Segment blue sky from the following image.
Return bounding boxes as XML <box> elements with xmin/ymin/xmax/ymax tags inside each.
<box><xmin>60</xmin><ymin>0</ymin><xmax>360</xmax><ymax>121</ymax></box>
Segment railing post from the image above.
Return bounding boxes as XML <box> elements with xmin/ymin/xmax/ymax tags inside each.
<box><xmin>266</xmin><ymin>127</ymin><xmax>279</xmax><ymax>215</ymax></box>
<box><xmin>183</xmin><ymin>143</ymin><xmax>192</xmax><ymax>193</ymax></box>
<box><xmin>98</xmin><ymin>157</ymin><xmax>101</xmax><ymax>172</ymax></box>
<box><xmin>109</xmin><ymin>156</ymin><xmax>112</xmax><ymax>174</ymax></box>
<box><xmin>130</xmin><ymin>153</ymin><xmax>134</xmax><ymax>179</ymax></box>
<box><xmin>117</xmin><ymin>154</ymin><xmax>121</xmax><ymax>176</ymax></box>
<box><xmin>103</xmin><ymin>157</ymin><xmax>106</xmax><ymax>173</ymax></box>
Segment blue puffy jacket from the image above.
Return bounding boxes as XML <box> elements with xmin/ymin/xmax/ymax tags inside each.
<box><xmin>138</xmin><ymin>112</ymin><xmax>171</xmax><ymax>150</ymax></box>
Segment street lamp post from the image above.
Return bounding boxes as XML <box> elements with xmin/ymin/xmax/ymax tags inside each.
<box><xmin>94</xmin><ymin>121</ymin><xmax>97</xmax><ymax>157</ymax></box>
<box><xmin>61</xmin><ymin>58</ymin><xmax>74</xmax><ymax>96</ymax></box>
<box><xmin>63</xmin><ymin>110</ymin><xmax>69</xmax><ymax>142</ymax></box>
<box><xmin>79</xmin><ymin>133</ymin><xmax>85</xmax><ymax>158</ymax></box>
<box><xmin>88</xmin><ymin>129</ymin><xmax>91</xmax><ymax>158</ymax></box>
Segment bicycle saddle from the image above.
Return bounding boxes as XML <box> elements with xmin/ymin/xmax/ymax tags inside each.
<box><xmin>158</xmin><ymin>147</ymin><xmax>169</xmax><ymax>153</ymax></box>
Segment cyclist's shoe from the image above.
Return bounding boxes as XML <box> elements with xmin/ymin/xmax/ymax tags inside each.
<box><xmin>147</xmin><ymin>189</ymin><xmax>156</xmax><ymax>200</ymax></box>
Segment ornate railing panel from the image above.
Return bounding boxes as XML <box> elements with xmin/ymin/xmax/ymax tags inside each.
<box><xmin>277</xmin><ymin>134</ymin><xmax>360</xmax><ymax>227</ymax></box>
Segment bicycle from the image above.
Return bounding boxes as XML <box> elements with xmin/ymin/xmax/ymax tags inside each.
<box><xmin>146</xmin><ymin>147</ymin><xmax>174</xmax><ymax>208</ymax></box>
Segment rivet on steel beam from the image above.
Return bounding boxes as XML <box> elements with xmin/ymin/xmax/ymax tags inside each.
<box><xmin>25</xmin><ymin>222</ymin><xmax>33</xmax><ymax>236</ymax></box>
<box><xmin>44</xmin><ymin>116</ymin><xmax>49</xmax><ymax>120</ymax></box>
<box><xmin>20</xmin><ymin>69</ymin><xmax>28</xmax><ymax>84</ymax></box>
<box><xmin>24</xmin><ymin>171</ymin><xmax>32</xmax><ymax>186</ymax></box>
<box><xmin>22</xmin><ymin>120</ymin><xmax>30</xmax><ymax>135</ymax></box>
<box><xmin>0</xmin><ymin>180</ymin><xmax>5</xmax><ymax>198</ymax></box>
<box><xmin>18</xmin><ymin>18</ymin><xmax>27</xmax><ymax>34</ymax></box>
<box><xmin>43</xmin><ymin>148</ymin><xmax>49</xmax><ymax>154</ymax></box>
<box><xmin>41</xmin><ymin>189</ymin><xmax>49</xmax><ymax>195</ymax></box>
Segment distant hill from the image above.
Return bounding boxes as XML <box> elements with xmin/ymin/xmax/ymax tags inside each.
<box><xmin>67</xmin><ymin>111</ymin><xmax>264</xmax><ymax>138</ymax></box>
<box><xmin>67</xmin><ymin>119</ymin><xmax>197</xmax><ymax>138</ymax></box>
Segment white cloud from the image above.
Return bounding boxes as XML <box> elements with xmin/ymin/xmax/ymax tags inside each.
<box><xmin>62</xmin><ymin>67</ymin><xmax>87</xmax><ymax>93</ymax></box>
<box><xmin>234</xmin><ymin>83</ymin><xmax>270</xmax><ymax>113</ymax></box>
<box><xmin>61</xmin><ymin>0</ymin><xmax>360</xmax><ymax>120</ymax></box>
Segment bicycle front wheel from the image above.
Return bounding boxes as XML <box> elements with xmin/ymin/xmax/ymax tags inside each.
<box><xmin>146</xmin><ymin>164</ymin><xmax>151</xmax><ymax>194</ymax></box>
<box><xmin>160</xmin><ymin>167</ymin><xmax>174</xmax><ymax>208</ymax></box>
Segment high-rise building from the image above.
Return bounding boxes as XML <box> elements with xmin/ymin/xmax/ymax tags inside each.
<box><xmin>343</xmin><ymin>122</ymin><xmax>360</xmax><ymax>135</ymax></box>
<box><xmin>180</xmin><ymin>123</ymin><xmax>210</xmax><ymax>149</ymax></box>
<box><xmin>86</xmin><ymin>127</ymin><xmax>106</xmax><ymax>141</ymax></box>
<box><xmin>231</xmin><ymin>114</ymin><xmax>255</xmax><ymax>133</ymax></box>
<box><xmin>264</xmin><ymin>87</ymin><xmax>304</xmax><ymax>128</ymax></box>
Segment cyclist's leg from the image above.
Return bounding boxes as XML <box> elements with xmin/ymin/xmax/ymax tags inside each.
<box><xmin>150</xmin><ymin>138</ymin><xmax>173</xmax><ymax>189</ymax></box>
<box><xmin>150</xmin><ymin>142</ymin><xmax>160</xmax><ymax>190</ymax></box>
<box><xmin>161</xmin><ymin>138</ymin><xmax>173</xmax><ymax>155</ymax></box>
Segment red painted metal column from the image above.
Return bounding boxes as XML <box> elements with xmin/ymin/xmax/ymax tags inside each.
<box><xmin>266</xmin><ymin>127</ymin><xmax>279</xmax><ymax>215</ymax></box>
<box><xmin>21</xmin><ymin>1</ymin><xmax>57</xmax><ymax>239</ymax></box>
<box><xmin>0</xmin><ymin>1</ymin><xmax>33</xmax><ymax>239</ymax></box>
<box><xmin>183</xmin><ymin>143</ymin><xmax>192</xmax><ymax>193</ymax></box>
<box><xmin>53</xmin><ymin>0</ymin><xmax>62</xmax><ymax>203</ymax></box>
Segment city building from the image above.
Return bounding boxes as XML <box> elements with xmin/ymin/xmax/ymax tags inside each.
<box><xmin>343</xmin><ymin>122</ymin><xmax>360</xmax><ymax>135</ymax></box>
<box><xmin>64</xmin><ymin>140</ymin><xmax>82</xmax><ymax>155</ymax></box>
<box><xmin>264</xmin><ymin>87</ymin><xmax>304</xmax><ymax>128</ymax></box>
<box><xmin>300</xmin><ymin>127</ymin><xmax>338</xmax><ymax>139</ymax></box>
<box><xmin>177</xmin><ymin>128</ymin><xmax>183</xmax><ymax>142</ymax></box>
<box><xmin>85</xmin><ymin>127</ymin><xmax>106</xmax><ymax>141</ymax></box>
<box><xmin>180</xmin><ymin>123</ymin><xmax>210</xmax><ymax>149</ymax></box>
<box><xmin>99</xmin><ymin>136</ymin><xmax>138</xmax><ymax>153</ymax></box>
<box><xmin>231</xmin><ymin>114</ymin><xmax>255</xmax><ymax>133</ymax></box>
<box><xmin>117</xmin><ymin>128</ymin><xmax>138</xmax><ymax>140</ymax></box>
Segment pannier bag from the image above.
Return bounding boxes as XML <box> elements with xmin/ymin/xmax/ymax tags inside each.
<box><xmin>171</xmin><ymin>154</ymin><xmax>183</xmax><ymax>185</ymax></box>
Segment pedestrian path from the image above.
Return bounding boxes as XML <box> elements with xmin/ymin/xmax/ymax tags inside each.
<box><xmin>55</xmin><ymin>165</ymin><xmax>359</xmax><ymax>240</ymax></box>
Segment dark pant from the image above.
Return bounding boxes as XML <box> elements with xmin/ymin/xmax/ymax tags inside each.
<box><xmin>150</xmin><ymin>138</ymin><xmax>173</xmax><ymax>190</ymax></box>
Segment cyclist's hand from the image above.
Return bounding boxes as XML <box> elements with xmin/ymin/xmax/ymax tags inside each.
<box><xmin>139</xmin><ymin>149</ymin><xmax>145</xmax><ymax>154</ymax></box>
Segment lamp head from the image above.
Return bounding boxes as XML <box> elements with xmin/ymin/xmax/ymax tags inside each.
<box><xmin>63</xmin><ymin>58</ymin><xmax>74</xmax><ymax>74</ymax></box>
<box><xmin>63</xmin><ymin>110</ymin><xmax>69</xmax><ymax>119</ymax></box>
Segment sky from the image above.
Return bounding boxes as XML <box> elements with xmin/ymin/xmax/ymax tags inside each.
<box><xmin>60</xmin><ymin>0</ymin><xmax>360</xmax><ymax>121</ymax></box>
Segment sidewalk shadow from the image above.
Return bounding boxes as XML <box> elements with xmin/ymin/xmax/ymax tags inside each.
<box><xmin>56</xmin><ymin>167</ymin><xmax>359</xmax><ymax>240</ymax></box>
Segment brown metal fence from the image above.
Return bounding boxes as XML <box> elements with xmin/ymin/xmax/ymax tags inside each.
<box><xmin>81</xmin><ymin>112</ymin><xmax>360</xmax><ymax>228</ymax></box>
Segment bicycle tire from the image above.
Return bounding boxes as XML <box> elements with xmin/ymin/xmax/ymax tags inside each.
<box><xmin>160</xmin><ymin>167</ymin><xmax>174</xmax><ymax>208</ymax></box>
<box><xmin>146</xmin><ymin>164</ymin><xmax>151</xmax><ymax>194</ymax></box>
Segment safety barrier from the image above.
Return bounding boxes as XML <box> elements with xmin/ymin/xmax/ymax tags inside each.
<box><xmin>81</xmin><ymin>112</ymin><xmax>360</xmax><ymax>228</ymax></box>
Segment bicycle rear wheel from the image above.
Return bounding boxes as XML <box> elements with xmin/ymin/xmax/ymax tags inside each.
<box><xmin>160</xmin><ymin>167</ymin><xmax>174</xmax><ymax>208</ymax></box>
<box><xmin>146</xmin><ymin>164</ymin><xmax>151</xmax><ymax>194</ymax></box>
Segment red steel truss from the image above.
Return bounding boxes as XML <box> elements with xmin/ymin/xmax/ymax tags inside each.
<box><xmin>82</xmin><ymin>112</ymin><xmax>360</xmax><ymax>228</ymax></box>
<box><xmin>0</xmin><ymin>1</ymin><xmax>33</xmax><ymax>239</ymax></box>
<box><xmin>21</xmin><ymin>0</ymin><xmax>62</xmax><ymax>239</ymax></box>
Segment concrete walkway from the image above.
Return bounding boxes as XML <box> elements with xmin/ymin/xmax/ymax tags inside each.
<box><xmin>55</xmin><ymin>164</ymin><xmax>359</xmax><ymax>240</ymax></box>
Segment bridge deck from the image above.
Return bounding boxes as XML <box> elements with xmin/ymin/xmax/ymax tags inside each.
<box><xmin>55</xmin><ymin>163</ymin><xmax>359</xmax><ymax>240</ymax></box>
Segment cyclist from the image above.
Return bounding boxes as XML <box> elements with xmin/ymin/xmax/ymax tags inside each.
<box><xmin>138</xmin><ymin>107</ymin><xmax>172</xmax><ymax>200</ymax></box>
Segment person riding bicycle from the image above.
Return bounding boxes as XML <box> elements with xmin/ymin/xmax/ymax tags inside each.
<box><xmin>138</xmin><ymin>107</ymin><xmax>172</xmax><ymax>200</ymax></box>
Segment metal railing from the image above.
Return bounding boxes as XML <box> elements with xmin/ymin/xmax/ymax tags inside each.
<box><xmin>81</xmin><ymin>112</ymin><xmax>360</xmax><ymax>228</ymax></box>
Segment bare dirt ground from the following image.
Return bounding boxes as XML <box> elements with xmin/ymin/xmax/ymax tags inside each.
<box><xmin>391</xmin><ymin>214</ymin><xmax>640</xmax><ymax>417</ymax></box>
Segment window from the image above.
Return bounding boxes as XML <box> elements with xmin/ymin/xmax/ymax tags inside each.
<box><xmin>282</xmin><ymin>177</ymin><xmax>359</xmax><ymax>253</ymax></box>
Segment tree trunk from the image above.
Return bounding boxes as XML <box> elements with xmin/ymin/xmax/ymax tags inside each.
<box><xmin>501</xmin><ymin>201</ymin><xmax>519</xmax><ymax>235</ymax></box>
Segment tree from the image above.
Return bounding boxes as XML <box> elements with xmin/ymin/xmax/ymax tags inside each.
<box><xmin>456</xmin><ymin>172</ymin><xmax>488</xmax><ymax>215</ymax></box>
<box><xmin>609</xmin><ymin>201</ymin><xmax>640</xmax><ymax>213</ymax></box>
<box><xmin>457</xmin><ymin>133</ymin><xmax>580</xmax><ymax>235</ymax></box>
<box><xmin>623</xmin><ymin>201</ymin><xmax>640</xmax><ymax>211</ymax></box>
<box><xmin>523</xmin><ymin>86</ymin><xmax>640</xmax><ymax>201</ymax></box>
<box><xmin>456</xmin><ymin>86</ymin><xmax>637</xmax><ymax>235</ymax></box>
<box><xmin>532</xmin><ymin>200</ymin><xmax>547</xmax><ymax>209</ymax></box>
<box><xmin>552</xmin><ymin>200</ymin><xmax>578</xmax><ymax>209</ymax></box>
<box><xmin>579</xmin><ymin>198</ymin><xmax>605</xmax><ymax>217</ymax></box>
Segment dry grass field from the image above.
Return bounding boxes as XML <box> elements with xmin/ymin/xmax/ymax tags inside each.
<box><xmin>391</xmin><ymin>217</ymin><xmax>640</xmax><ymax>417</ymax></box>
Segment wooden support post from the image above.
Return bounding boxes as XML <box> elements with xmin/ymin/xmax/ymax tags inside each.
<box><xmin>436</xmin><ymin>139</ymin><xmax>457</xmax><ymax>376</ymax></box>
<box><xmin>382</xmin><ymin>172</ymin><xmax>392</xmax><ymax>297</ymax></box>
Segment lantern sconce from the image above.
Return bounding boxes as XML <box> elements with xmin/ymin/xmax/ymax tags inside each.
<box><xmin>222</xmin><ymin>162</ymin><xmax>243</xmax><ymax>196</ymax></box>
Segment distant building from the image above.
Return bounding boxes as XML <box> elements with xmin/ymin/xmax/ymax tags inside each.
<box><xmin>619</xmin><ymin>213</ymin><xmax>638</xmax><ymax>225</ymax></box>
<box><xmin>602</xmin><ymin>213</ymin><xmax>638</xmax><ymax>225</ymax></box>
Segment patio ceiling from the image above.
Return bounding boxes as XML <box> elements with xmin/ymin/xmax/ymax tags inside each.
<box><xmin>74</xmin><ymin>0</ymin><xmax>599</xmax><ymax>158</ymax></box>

__________

▶ **Problem details**
Whenever a line above includes the string "cyclist", copy it.

▶ **Solution for this exercise**
Segment cyclist's shoe from the image above.
Segment cyclist's leg from the image above.
Segment cyclist's hand from the image above.
Segment cyclist from the image above.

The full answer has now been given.